#### What you are asked to do:
Repeat word for word the lines from the top of the records through the line containing "Target: snow on roof", and skip the pictures.

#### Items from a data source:
◇ ◇ ◇ ◇ ◇
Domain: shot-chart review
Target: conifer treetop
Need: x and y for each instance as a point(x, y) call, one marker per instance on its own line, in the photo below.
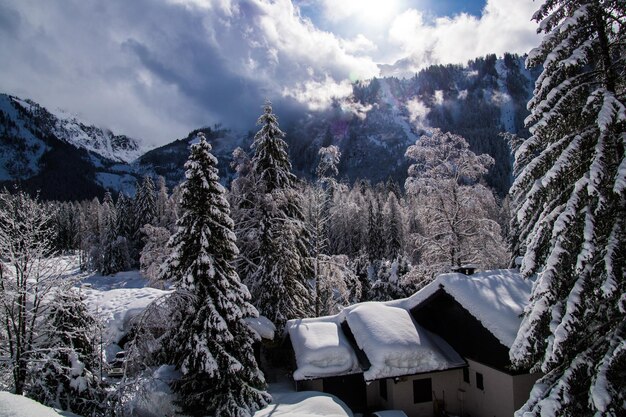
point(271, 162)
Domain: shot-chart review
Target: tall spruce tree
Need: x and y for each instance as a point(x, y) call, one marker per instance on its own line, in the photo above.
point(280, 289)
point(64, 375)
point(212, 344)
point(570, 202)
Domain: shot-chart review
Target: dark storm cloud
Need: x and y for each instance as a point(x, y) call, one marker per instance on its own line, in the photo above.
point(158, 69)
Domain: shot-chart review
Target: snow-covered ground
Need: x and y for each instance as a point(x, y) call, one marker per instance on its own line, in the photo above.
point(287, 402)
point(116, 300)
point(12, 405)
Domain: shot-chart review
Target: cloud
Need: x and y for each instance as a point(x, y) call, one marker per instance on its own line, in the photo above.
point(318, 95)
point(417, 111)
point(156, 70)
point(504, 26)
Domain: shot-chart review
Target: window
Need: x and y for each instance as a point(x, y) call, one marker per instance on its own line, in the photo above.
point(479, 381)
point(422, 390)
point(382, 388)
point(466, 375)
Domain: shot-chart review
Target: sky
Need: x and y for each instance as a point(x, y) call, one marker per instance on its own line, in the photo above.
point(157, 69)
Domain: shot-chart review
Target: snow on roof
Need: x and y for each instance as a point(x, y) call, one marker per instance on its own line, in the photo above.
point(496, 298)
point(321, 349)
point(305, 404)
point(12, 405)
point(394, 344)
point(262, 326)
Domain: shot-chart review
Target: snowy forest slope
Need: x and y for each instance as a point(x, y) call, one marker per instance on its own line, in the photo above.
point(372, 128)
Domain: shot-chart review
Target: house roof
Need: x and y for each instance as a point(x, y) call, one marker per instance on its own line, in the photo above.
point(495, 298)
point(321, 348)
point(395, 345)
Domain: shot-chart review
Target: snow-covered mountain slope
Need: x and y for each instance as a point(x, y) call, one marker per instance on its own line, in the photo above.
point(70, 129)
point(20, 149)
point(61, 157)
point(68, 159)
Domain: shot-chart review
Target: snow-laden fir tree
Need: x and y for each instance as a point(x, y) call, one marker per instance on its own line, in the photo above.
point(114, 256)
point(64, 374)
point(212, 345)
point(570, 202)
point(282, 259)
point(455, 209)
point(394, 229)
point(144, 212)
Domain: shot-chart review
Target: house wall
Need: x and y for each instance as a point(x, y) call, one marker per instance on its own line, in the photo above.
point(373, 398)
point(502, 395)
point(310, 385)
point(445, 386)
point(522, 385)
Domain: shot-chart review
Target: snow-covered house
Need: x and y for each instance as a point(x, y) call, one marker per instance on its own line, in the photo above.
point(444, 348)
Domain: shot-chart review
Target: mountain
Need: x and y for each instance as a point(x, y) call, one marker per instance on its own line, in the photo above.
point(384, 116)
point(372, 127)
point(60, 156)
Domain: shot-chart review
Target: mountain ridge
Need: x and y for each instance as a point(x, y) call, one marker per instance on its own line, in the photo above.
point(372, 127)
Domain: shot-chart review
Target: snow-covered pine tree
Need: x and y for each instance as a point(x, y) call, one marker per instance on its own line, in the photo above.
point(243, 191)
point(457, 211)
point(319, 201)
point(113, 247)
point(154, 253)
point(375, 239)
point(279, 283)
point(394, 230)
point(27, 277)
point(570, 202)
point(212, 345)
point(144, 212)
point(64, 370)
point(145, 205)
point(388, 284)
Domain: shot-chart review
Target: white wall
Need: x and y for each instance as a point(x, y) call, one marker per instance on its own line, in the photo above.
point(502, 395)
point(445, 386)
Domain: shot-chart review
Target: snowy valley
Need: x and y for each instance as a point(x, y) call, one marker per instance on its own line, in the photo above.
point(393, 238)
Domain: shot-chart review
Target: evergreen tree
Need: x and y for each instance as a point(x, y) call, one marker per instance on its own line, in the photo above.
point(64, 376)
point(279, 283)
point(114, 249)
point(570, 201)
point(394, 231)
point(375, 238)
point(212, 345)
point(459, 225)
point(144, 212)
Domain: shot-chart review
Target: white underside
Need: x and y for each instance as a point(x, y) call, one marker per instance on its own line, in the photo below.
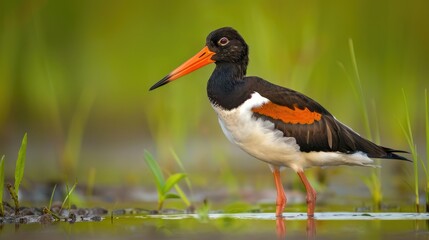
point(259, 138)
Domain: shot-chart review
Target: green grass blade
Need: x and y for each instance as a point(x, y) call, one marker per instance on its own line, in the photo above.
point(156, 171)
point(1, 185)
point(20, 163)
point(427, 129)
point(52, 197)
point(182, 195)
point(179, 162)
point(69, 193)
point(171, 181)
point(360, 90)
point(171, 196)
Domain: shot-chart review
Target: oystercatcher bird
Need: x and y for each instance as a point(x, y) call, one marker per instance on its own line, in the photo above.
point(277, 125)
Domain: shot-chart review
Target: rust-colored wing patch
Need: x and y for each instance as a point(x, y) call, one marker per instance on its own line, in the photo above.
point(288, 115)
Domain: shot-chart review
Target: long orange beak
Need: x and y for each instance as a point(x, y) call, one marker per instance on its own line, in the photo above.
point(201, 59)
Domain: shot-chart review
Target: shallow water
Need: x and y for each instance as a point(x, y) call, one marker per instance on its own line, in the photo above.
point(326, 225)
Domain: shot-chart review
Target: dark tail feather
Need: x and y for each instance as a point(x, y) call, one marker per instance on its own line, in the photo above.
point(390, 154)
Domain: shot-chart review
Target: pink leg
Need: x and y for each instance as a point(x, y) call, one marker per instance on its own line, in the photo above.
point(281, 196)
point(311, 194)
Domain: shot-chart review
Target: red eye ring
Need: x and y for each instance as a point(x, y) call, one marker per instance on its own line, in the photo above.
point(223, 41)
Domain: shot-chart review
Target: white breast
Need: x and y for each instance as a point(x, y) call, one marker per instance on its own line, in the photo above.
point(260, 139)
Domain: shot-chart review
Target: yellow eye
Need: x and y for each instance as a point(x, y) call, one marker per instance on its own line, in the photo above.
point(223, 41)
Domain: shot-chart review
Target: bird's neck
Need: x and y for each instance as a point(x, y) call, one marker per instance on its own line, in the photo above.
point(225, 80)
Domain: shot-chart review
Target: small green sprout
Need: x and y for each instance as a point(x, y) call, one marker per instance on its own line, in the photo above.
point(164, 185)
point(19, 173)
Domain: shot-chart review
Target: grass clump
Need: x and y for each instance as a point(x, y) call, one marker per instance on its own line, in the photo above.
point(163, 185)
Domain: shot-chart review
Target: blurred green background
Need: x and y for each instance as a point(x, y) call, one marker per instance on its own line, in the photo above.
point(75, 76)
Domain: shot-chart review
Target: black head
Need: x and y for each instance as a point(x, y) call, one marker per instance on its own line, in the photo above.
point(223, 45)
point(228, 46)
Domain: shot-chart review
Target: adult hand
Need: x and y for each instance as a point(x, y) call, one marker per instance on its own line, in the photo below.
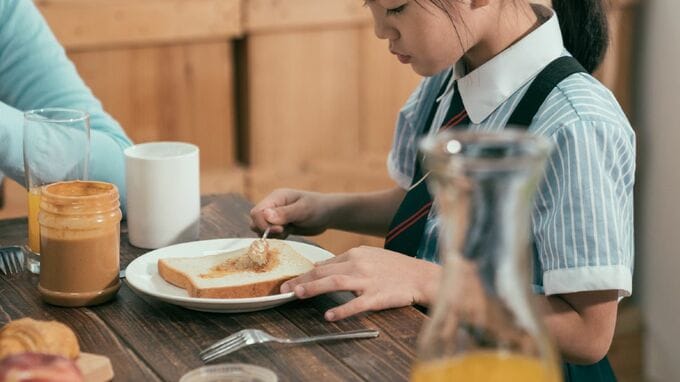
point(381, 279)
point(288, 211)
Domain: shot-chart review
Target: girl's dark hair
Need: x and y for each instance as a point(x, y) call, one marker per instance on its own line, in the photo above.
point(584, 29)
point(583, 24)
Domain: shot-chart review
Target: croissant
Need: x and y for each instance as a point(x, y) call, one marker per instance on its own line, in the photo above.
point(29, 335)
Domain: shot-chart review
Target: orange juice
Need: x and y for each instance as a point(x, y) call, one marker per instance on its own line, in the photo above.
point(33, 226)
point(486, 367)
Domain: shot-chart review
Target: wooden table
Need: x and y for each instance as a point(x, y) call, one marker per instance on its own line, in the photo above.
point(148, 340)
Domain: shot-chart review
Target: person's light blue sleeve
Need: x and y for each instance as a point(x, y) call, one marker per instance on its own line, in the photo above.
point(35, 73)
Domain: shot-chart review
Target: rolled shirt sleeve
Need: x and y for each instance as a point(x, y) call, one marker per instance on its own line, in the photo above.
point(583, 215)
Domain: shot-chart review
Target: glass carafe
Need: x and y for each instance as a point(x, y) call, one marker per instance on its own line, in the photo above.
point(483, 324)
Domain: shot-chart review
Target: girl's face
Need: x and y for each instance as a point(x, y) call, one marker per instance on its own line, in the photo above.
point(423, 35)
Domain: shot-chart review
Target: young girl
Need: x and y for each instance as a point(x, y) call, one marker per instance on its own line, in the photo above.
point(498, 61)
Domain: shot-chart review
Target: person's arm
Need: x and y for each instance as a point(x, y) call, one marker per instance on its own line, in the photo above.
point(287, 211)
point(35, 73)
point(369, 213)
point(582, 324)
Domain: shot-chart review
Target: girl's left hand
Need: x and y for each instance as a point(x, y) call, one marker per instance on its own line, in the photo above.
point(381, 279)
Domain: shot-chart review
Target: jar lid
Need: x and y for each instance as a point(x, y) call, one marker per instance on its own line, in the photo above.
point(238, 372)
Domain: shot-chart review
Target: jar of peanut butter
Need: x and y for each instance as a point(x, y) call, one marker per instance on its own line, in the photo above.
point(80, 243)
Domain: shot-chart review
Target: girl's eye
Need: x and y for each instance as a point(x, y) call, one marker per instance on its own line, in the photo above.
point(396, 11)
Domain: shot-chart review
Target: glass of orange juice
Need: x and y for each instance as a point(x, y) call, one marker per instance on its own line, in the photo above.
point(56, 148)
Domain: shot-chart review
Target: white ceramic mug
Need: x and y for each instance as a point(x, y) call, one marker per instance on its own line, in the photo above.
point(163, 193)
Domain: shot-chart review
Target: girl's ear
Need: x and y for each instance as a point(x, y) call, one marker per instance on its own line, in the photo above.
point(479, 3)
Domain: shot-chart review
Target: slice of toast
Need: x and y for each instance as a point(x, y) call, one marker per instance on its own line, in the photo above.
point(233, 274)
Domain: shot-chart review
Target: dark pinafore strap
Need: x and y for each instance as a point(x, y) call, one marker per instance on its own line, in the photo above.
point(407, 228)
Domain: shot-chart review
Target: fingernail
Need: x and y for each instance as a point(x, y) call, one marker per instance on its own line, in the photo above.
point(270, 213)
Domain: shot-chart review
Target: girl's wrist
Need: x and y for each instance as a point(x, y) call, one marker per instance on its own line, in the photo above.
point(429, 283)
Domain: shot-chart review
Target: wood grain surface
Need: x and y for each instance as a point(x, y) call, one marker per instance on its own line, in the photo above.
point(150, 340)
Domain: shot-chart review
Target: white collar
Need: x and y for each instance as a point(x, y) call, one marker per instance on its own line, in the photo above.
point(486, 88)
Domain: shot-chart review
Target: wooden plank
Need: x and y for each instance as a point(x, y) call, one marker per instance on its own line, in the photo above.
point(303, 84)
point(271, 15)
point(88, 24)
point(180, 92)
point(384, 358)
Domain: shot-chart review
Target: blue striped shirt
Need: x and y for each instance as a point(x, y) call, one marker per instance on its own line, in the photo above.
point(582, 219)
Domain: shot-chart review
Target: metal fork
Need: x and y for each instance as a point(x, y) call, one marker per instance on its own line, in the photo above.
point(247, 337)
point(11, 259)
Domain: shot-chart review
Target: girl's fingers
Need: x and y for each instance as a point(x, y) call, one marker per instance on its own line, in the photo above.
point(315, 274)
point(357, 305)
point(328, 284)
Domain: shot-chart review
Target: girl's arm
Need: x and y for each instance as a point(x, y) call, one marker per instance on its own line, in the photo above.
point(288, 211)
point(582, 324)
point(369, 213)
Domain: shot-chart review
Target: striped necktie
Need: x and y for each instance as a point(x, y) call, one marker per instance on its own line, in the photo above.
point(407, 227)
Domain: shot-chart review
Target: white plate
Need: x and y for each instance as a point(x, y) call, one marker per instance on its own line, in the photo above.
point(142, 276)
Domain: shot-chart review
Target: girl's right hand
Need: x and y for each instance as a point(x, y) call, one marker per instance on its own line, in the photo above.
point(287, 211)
◇ ◇ ◇ ◇ ◇
#### Response for this exercise:
Domain: shot-chart review
Target: conifer treetop
Need: x and y for each instance as a point(x, y) call, one marker per instance on its own line, in the photo below.
point(271, 162)
Domain: shot-chart review
Target: tall spruce tree
Need: x and y for each instance as a point(x, y) call, one marker per instance on its own line, in the photo above.
point(280, 289)
point(64, 375)
point(212, 344)
point(570, 202)
Domain: shot-chart review
Target: dark storm cloud
Need: x and y for each instance as a point(x, y) call, one marker per instance on its own line, in the photo above.
point(158, 69)
Domain: shot-chart review
Target: snow-covered ground
Need: x and y for each instance as a point(x, y) call, one marker per instance on its own line, in the photo above.
point(287, 402)
point(116, 300)
point(12, 405)
Domain: shot-chart review
Target: cloud
Need: x and y for each instance as a point(x, y) call, one marker per instance on its own line, in the photo above.
point(318, 95)
point(417, 111)
point(156, 70)
point(504, 26)
Domain: shot-chart review
Target: window
Need: x and y for each instance as a point(x, y) call, one marker per instance on its own line, in the photo above.
point(479, 381)
point(422, 390)
point(382, 388)
point(466, 375)
Domain: shot-chart review
Target: sky
Need: x and y for each instance as a point(x, y) call, one marker per instance on its own line, in the photo above.
point(157, 69)
Domain: shot-chart review
Target: snow on roof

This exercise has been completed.